● Consigne:
Reproduisez à l'identique les lignes du matériel, en partant de celle qui contient « point_to(query) locates the green shrub » et en vous arrêtant après celle qui contient « x=336, y=272 », ces deux lignes comprises.

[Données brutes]

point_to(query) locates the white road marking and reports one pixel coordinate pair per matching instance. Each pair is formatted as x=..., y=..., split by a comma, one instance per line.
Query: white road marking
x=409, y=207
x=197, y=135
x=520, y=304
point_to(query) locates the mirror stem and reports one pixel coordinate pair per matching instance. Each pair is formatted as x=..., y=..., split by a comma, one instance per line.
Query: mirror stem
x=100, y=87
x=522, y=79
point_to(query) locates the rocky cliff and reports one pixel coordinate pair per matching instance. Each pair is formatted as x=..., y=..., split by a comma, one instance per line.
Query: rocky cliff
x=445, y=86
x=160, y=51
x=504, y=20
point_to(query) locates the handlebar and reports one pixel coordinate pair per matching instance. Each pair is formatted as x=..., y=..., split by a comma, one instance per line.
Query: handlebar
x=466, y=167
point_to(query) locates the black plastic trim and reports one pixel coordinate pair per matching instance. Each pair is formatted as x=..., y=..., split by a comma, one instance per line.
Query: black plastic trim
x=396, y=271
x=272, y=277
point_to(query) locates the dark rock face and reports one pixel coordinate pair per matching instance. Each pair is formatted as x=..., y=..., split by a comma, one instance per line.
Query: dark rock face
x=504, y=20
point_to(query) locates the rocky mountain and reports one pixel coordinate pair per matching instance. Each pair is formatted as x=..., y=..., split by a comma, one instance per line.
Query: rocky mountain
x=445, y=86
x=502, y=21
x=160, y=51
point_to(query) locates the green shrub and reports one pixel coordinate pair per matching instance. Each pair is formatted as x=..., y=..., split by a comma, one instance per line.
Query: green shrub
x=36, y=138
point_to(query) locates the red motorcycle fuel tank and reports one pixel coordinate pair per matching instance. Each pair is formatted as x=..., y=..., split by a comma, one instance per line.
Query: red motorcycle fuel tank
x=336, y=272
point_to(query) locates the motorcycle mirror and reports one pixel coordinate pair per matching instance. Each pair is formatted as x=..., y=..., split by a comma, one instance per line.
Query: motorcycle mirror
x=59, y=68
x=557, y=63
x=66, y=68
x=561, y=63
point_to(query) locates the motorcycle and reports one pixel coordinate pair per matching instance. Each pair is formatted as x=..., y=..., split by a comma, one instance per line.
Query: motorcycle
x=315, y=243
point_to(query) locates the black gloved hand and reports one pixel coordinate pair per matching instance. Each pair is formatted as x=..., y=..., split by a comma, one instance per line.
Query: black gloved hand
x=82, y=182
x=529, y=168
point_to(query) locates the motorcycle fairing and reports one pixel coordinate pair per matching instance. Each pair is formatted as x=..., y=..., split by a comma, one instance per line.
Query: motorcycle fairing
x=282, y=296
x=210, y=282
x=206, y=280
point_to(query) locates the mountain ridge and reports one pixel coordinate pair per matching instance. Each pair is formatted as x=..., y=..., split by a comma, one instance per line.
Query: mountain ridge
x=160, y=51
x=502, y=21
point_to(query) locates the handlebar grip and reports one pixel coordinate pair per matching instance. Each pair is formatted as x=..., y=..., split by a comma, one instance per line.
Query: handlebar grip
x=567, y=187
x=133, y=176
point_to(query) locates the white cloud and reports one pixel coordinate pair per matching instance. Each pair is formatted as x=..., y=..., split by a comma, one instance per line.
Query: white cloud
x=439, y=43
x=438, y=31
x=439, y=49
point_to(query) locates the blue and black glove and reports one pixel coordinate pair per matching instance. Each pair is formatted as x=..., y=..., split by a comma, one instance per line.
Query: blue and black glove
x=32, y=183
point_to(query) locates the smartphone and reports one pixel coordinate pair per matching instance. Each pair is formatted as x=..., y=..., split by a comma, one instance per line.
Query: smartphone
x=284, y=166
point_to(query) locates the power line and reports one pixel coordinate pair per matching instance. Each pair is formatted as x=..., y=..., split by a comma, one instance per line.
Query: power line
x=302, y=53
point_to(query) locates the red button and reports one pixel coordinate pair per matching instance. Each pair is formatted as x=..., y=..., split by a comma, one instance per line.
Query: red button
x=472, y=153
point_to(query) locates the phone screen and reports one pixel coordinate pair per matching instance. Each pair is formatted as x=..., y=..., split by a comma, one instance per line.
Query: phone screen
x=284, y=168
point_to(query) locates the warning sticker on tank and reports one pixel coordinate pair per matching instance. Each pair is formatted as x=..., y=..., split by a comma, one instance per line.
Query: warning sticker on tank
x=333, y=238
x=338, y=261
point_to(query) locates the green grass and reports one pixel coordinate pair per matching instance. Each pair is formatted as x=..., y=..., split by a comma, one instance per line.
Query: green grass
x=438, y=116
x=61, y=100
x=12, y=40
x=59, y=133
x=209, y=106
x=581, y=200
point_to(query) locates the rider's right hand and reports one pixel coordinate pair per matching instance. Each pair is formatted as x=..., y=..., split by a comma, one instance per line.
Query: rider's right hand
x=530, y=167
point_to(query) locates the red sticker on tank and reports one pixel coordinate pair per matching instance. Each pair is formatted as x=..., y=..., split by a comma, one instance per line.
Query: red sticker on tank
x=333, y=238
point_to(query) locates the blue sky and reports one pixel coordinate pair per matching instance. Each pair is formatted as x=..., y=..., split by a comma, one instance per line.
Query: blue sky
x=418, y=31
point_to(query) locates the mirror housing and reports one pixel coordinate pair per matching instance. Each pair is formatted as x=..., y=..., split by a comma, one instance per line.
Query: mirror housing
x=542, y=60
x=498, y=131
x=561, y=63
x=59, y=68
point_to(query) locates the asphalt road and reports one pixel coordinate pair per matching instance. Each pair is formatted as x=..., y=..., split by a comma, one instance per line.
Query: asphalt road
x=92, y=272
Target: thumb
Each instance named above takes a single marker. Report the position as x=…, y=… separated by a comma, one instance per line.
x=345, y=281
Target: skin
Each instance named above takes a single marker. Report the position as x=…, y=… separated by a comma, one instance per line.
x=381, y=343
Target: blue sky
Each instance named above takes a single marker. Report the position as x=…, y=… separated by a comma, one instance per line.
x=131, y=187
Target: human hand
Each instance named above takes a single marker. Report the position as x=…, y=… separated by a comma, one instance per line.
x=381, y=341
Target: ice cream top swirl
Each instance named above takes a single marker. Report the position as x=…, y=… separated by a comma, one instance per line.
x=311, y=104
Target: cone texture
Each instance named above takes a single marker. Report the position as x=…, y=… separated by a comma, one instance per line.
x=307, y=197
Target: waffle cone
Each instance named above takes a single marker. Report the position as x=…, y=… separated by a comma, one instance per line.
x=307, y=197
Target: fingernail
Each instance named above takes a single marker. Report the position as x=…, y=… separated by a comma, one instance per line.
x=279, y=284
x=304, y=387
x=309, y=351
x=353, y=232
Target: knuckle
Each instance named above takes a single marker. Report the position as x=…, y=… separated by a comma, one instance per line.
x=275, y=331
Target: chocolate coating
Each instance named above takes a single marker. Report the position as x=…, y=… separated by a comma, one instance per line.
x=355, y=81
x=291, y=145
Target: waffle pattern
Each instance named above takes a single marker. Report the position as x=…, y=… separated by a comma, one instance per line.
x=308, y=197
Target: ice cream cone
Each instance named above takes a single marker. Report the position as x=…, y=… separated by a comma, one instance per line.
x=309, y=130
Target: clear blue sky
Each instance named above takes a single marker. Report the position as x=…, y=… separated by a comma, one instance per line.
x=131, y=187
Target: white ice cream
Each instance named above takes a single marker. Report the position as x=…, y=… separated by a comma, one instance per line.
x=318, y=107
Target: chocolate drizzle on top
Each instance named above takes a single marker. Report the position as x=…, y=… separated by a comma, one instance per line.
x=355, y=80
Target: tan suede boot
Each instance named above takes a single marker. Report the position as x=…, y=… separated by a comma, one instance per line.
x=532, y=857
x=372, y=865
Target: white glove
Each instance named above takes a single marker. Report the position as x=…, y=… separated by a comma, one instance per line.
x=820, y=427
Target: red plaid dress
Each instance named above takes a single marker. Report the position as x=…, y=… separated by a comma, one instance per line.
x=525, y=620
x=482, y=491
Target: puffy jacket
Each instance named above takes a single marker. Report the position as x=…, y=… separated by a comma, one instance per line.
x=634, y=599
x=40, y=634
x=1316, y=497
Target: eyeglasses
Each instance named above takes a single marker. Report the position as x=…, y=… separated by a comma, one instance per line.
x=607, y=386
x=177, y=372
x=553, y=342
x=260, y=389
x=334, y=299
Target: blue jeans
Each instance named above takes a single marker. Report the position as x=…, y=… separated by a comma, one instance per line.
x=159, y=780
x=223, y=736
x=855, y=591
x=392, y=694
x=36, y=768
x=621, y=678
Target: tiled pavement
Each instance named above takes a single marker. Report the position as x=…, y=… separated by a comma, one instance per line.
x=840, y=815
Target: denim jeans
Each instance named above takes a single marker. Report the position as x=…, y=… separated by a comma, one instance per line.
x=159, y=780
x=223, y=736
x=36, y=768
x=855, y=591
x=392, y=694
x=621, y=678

● Résultat obtenu:
point_to(query) locates the green shrub and reports one pixel coordinate pair per matching instance. Each pair is formatted as x=..., y=..., split by a comma, one instance per line.
Query: green shrub
x=36, y=138
point_to(query) locates the red motorcycle fuel tank and reports one pixel coordinate pair per matching instance. Each pair is formatted as x=..., y=..., split by a comma, one instance per line.
Query: red motorcycle fuel tank
x=336, y=272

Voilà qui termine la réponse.